━━━━━ Page

Le président se tient en retrait et se tait, mais est visé
La colère populaire s'étend : sera-t-il emporté ?
(Pour cet article, le compteur est bloqué: vous n'y pouvez rien, moi non plus. Alors qui ?)
Les conducteurs des lignes 5 et 7 du métro parisien, déterminés, ont déjà reconduit l'arrêt du travail jusqu'à jeudi inclus. Ils savent qu'ils n'ont rien à attendre des annonces du gouvernement mercredi 11, alors que les discussions sur le rapport Delevoye remis le 19 juillet ne cessent d'aggraver la situation, alimentant les angoisses des Français depuis six longs mois. Le Point et Capital insistent, maladroitement au final, sur "près de 50 réunions" que Jean-Paul Delevoye a eu avec les partenaires sociaux depuis juillet. Situation ubuesque provoquée par Macron, un apprenti stratège de la politique imbu de sa personne.
Dans cette assemblée générale de grévistes de la RATP, on commence par se compter. Pas besoin d'Occurrence, cabinet d'étude et de conseil en communication, ni d'aucun expert... "Un", crie un premier conducteur de métro au fond de la salle. "Deux", "trois", "quatre", enchaînent les autres, dans les coulisses de la station Porte de la Villette, sur la ligne 7… En quelques instants, on arrive au nombre significatif de 74 personnes : jeudi, il n’y avait que trente présents. Ce lundi, des chauffeurs des lignes 5 et 7 bis ont rejoint ceux de la 7 dans ce point fort de la contestation contre le projet de réforme des retraites qui menace le régime spécial des salariés de la régie des transports franciliens, sans proposition d'alternative acceptable.
La grève ne fait que commencer
Cette forme de convergence consacre l’unité des conducteurs dans le combat et l’élargissement du conflit. Un délégué UNSA (syndicat majoritaire à la RATP) de la 5, Bastien, est le premier à prendre la parole : "Le projet de réforme est toujours là. On continue la grève, on durcit le mouvement. On n’a pas le choix. C’est nous le terrain, c’est nous qui décidons ! Mercredi, après les annonces, il faudra refermer la porte tout de suite."
Le premier sinistre, Edouard Philippe, va enfin faire l'annonce du détail de son projet en milieu de semaine. L'exécutif a tardé à accoucher de ses mesures et il est peut-être trop tard. Les grévistes anticipent un "enfumage" et ne veulent pas de "miettes" qu’on leur jetterait. La position est unanime, formulée sous les applaudissements, par Kader : c’est "le retrait de la réforme ou la grève jusque-là". En fin de réunion, la grève sera reconduite jusqu’à jeudi inclus, par un vote à l’unanimité. Une nouvelle AG est programmée ce jour-là. Dans la salle, ils sont tous résolus à faire durer l’arrêt du travail toute la semaine.

━━━━━━━━━━
━━━━━ Matériel fourni

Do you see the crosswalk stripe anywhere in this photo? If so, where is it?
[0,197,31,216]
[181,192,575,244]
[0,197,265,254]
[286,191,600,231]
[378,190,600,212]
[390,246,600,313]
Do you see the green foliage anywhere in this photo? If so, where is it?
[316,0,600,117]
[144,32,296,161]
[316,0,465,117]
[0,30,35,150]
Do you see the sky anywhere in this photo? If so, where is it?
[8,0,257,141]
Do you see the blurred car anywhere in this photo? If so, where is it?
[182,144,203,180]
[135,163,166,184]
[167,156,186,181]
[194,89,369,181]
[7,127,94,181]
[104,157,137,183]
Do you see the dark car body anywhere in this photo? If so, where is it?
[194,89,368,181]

━━━━━━━━━━
━━━━━ Matériel fourni

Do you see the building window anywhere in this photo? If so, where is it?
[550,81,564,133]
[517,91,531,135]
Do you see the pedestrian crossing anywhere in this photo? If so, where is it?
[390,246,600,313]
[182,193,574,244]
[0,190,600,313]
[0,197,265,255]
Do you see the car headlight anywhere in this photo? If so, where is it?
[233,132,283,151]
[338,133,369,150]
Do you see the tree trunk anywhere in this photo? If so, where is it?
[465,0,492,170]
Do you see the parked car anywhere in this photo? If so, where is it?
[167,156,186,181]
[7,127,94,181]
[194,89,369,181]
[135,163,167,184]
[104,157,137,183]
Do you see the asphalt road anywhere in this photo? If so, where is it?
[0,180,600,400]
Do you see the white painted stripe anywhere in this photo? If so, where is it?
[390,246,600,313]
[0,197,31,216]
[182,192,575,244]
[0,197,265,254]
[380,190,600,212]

━━━━━━━━━━
━━━━━ Matériel fourni

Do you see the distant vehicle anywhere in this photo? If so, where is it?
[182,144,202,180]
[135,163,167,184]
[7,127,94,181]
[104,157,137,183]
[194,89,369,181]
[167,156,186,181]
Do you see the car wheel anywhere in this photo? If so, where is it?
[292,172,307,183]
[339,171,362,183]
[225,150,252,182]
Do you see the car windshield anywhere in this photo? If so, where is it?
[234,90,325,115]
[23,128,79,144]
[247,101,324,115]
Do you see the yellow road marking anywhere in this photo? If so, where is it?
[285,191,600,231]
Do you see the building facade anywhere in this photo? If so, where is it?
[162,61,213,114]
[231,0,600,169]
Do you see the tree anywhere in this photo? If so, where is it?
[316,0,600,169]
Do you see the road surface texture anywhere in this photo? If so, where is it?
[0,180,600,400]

━━━━━━━━━━

— Travail demandé —
Prolongez l'article sur la grève des conducteurs du métro parisien en reprenant juste après sa dernière phrase.

— Exercice corrigé —
"C’est l’une des premières fois qu’on est plus nombreux au quatrième jour qu’au premier, souligne Kader, qui explique : "Je suis content qu’il y ait autant de monde. Il faut rester soudés. C’est aujourd’hui que la vraie grève commence." Tous savent que, la semaine dernière, les rames étaient vides parce que les voyageurs avaient pris leurs dispositions. Ce lundi matin, c’était autre chose dans les stations, avec des métros saturés, des quais remplis jusqu’aux escaliers, des bousculades, parfois des disputes entre usagers, racontent les présents, relayés par la presse détenue par les hommes d'affaires proches du pouvoir.
Des grévistes de la RATP ont tenu des piquets de grève dès 6 heures en station, d’autres ont bloqué les tramways au départ de la ligne 1 à Bobigny (Seine-Saint-Denis).
Des directions syndicales suspectées
Des salariés prennent le micro pour dire tout le mal qu’ils pensent des leaders syndicaux, "les Martinez (CGT), Escure (UNSA, syndicat majoritaire) et compagnie", comme dit Youssef, un meneur : "Ils sont dans une logique de négociation, explique-t-il. On les laisse faire ou on s’organise nous-mêmes ? On doit faire remonter nos revendications au sommet." Elles tiennent en un mot, prononcé par la plupart : "retrait".
Walid, qui se présente comme "frondeur" au sein de la CGT, suggère la mise en place d’un "comité de grève" et de "représentants" du nord-est du réseau, pour se mettre en lien avec "les autres secteurs". La proposition n’est pas, pour l'heure, adoptée.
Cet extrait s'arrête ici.